» **What is being asked**
Give the number of lines in the following entries that contain the word "below", with nothing added.

START Supplied material

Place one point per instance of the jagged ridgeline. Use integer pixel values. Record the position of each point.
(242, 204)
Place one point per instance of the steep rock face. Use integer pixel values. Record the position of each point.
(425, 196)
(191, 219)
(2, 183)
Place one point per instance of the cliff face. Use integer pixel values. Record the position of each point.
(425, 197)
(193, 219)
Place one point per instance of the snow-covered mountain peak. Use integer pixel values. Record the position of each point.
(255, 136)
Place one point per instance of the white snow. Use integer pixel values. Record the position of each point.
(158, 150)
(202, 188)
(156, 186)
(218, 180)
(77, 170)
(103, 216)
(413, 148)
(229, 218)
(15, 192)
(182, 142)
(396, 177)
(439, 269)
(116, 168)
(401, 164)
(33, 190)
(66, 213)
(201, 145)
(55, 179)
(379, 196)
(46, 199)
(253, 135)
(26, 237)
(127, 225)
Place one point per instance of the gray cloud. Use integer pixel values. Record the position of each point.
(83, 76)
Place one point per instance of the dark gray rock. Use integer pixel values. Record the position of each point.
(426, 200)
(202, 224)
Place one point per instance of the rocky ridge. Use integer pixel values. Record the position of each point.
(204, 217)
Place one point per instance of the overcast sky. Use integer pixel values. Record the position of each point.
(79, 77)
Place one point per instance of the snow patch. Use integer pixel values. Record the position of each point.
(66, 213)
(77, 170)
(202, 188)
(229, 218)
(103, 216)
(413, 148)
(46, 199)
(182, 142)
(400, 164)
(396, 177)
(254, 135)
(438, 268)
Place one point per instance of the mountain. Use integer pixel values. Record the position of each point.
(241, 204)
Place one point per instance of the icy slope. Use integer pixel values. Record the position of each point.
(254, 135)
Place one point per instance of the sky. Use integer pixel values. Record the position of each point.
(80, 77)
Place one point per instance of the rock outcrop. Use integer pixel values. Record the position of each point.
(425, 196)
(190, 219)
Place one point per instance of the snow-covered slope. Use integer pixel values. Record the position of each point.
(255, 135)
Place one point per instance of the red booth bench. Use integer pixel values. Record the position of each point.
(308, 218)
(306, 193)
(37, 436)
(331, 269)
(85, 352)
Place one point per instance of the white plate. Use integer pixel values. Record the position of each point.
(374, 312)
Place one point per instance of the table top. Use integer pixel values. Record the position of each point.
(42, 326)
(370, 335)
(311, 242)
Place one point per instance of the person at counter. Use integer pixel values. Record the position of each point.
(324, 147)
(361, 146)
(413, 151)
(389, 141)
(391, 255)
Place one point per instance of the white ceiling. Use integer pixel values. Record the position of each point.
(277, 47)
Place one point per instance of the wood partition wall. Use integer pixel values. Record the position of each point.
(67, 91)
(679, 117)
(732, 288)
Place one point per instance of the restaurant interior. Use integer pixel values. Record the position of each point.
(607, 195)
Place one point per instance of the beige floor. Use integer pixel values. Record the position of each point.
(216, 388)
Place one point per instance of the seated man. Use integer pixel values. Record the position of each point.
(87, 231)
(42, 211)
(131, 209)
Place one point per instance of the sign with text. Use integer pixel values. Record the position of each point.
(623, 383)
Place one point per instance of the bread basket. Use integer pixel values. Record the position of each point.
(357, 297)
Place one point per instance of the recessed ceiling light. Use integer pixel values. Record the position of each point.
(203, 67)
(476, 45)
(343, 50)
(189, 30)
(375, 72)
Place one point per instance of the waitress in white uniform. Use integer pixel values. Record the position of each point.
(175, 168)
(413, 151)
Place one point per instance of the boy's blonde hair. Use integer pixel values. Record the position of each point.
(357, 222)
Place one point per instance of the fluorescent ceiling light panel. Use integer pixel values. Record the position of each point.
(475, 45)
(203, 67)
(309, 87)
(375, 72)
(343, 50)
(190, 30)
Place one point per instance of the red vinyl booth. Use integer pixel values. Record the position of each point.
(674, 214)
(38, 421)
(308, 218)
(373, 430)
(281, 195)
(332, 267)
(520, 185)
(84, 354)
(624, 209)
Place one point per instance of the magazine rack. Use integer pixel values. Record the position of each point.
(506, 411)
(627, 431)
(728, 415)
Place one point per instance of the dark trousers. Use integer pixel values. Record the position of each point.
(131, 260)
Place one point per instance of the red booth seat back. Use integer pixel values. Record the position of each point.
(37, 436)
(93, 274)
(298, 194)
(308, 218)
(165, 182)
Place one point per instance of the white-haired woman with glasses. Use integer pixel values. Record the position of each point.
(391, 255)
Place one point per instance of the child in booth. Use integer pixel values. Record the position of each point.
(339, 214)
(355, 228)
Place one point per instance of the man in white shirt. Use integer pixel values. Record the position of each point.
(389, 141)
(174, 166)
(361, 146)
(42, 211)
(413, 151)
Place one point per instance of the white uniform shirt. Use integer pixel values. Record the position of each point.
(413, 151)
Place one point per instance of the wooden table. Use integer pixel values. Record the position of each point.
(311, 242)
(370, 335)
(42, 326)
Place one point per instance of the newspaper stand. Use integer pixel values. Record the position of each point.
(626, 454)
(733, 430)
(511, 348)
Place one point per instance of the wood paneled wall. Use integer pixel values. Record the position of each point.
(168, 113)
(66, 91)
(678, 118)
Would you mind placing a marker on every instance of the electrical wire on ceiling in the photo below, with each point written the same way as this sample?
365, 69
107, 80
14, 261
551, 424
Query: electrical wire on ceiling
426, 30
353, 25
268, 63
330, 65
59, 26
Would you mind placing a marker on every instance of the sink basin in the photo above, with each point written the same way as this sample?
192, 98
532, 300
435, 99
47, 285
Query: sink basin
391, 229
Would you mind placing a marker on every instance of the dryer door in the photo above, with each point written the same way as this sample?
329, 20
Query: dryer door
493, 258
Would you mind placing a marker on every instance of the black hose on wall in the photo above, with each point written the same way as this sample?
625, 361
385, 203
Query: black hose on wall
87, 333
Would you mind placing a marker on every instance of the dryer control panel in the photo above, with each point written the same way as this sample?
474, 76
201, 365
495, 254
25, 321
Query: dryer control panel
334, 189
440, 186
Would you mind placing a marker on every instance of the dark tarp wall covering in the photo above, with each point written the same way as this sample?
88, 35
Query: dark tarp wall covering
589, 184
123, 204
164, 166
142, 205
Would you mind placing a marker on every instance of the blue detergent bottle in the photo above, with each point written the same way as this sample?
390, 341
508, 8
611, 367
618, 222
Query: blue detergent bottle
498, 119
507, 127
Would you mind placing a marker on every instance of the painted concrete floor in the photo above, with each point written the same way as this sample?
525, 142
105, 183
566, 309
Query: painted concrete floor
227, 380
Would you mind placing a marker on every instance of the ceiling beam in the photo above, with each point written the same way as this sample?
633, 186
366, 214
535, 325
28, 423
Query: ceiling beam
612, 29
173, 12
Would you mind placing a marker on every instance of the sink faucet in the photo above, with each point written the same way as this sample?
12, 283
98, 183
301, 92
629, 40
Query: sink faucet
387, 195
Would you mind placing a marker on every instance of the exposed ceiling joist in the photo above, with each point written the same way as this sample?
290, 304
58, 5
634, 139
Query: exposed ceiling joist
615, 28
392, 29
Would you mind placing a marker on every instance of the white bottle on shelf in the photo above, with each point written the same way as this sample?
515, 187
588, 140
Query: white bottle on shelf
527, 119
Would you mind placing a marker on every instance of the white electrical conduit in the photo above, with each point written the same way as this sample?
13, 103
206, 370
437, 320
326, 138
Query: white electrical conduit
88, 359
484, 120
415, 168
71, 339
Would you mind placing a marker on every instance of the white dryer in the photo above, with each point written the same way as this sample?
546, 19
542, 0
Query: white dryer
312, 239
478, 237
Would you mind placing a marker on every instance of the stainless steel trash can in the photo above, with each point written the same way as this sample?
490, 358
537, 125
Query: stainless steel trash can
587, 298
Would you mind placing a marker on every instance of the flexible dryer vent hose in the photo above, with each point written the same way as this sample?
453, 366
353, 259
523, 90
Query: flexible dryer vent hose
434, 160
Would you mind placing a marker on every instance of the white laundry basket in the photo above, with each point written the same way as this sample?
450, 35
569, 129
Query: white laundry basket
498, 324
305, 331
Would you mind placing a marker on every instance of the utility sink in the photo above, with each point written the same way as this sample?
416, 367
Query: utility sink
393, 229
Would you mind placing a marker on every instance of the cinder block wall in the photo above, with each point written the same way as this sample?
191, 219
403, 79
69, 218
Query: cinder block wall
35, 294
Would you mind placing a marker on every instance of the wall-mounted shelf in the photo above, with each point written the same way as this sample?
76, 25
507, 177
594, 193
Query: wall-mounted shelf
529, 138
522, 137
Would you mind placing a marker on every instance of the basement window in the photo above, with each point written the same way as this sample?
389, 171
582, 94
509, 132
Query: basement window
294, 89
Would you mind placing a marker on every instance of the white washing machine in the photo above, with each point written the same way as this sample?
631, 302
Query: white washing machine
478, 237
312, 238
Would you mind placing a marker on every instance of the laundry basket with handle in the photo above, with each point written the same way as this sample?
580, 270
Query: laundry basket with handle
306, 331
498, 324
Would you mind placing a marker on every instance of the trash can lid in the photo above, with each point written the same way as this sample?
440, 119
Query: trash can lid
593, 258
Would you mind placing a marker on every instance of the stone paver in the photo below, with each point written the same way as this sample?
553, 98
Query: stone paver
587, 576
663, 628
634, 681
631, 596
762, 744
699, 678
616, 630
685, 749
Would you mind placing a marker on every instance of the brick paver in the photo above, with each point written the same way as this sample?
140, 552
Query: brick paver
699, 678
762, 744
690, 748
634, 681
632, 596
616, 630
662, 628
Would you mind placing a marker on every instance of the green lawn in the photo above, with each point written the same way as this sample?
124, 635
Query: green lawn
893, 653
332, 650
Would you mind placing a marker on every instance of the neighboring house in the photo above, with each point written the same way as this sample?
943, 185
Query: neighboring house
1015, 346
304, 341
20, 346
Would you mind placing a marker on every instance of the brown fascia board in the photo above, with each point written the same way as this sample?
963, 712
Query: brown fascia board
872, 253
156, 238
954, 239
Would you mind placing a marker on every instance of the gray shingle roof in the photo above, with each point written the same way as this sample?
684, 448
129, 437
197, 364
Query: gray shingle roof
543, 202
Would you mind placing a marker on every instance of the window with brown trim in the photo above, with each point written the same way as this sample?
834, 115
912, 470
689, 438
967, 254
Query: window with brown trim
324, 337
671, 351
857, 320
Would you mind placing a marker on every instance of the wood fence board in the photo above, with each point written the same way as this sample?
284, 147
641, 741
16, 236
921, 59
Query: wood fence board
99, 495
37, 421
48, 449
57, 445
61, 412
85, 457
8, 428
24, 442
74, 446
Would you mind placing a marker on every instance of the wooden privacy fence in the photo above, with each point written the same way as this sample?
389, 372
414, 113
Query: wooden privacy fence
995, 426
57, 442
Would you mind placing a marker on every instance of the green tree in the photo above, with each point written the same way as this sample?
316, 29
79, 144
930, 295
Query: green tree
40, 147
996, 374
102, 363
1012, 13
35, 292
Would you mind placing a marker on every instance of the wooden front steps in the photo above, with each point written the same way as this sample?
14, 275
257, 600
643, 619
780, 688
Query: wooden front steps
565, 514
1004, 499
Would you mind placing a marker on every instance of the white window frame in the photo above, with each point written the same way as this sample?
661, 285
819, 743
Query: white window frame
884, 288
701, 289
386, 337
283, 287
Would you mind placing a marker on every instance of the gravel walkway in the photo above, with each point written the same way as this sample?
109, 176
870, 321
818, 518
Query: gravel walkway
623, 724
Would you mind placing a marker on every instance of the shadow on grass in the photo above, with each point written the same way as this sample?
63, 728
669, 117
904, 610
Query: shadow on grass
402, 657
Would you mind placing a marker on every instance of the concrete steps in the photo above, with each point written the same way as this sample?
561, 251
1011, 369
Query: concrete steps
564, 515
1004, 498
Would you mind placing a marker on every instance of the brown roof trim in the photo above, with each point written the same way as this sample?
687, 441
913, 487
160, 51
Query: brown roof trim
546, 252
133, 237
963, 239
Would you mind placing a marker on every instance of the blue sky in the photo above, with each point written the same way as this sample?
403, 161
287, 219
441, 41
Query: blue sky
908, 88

END Supplied material

» **Reply to the task**
2